**Required action A**
According to the health plan profits article, what is the overall profit margin among HMOs that serve the Sacramento region?
**Required action B**
Rewrite the paragraph beginning "While employers complain of ever-rising premiums" from the health plan profits article as one shorter sentence that keeps its main facts.

Though health care costs continue to rise, profits at the seven big health plans that serve the Sacramento region remain slim, new state figures show.

The companies together reported almost $86 billion in revenue from nearly 17 million Californians in 2011. But profit totaled just $3.2 billion.

The overall profit margin among HMOs that serve the Sacramento region is 3.7 percent, according to financial reports posted online by the California Department of Managed Health Care. Not included are preferred-provider plans and other health insurers regulated by the state Department of Insurance.

While employers complain of ever-rising premiums, health plans say those rates reflect the rising cost of care. Cost is being driven up in part by an aging population and by incentives that pay providers by the specific service, said Patrick Johnston, president and CEO at the California Association of Health Plans.

"Profits remain in the 3- to 5-percent range, consistently, so premiums are much more a function of the complicated overall cost of health care, including the underpayment of Medi-Cal and Medicare to doctors and hospitals that shift the cost to commercial payers."

By contrast, hospitals – which foresee tough times ahead under federal health reform – generally have reported higher margins.

Sutter Health had a profit margin of almost 7 percent last year; Dignity Health, 8.7 percent; and the UC Davis Health System, 9.3 percent.

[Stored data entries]
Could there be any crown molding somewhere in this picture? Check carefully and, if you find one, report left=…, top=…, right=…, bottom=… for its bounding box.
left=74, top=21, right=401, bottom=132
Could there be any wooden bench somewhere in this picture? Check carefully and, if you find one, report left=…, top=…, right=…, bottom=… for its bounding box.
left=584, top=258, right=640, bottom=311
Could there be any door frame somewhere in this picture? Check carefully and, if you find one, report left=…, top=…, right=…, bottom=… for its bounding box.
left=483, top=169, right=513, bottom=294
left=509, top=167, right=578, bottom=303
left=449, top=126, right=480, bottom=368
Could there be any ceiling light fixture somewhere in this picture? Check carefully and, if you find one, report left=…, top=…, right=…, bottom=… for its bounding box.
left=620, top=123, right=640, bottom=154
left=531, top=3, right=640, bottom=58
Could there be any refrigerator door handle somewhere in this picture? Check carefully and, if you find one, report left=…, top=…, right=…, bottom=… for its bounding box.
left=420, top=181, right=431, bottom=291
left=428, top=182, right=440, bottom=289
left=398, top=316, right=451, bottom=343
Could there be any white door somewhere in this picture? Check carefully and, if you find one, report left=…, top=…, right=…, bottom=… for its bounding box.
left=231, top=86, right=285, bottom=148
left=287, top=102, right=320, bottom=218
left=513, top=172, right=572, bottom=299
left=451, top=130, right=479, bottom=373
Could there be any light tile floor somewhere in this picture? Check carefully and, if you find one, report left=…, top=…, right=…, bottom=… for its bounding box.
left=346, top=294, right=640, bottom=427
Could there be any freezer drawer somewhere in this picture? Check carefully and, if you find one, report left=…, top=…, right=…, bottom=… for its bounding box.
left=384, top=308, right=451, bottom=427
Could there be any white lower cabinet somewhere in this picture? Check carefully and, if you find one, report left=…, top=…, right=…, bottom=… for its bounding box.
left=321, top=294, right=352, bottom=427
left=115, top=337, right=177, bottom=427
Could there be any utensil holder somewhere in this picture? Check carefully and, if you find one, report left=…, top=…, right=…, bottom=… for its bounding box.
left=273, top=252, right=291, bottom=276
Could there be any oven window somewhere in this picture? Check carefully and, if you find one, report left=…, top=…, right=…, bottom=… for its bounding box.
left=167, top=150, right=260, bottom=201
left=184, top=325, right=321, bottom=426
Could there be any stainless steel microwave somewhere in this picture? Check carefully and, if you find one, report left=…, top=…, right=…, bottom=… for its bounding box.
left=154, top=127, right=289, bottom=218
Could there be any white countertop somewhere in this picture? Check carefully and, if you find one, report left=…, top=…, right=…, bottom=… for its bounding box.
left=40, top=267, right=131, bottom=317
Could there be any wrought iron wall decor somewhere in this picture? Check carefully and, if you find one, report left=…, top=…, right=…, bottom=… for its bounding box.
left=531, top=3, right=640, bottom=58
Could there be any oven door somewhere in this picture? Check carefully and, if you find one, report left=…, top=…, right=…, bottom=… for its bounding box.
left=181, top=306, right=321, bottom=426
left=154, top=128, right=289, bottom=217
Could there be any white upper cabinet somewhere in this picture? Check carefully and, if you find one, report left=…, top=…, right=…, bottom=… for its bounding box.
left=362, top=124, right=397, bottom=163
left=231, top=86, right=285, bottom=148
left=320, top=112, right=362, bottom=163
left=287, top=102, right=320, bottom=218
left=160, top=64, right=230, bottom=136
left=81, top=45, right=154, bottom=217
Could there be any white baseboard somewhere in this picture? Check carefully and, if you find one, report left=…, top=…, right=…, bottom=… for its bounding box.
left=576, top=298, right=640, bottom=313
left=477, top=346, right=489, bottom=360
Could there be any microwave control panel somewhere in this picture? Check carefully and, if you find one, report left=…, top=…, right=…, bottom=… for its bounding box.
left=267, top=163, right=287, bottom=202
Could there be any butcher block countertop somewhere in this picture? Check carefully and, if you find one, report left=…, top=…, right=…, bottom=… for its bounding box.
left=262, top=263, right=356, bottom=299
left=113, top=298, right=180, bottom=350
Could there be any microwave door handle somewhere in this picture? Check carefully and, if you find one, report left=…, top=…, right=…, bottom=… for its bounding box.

**Response area A**
3.7 percent

**Response area B**
Health plans say rising premiums reflect the rising cost of care, which Patrick Johnston, president and CEO at the California Association of Health Plans, attributes partly to an aging population and to incentives that pay providers by the specific service.